_Supplied records_.
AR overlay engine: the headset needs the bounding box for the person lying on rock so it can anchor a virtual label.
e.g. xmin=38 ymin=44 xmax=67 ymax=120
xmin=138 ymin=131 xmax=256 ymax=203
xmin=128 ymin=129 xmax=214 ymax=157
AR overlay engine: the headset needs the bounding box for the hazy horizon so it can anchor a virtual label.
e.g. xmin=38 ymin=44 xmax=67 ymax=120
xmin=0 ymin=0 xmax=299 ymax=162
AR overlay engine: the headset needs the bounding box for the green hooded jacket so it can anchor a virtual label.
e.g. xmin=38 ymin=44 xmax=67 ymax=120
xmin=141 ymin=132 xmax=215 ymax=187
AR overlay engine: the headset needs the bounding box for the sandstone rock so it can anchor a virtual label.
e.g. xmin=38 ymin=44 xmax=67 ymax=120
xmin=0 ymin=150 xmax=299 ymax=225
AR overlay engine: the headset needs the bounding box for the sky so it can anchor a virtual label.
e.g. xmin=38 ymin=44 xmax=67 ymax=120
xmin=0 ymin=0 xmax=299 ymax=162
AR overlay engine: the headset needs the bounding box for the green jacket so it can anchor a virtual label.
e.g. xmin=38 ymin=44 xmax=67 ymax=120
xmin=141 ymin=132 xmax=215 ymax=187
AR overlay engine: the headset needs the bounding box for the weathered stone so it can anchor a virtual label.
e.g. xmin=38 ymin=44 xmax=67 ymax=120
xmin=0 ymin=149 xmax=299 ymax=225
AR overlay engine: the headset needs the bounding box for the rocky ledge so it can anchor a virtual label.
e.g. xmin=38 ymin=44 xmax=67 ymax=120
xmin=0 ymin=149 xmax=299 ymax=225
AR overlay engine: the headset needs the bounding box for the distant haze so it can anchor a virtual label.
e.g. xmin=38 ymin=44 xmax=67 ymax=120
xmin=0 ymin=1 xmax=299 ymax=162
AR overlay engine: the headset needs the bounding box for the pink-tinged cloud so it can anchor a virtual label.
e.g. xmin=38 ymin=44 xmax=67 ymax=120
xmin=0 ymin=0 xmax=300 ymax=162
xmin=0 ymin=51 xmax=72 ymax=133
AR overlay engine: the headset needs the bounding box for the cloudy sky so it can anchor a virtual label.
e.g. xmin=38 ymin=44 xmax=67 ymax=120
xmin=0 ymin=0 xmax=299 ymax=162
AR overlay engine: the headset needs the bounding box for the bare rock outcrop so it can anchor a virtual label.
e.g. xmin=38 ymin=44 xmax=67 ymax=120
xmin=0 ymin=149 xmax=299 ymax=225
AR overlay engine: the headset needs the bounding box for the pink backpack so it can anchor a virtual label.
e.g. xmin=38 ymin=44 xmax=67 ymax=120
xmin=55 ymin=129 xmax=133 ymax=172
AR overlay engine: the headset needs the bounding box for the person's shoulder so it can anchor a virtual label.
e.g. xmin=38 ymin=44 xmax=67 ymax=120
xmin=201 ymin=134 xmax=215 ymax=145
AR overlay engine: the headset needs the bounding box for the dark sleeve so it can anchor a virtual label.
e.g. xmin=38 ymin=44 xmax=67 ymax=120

_Instructions for the task_. Taking every line of the records in turn, count the ones holding "person", and state nothing but the number.

_Written reply_. 2